::: Extracted records

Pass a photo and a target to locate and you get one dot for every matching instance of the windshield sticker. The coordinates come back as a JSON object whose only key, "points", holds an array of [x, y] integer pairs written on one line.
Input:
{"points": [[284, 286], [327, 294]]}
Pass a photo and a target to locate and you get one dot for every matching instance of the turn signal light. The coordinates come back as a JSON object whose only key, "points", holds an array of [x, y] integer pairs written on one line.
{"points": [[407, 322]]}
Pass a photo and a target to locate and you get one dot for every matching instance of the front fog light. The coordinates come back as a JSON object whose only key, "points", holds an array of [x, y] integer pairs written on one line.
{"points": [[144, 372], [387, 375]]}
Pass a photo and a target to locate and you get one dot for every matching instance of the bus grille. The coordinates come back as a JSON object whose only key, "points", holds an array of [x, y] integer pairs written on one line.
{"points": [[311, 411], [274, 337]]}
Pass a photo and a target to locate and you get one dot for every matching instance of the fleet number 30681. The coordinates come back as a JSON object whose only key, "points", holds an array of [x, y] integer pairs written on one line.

::::::

### Instruction
Rewrite the data above with every "Pass a photo" changed to "Send a photo", leaving everything else untouched.

### Output below
Send a photo and a target to locate and you get one dot for every matching instance of the windshield sticker. The coordinates come back as a JSON object whose only key, "points", holds an array of [x, y] integer pairs written on one line.
Input:
{"points": [[284, 286], [327, 294]]}
Send a photo and a target to locate and you get one dot for every matching instance of the turn signal light. The coordinates come back as a JSON object whose only key, "points", holds an array of [x, y] integer pairs written on one line.
{"points": [[407, 322]]}
Send a photo and a target to locate and you get one dot for every matching instance of the front fog light. The coordinates come back as a JSON object whose only key, "points", holds an array of [x, y] integer pairs written on one line.
{"points": [[144, 372], [387, 375]]}
Send a photo and a target to locate and you get one dot for every matching instance of the bus grille. The coordinates come back as a JSON object whose only key, "points", holds an array of [x, y] integer pairs written on one line.
{"points": [[311, 411], [274, 337]]}
Send a photo and a target to locate and you get one dot for every matching instance of the fleet number 30681. The coordinates come back as a JSON object whose only key, "points", holds an array of [x, y] integer pairs written on one line.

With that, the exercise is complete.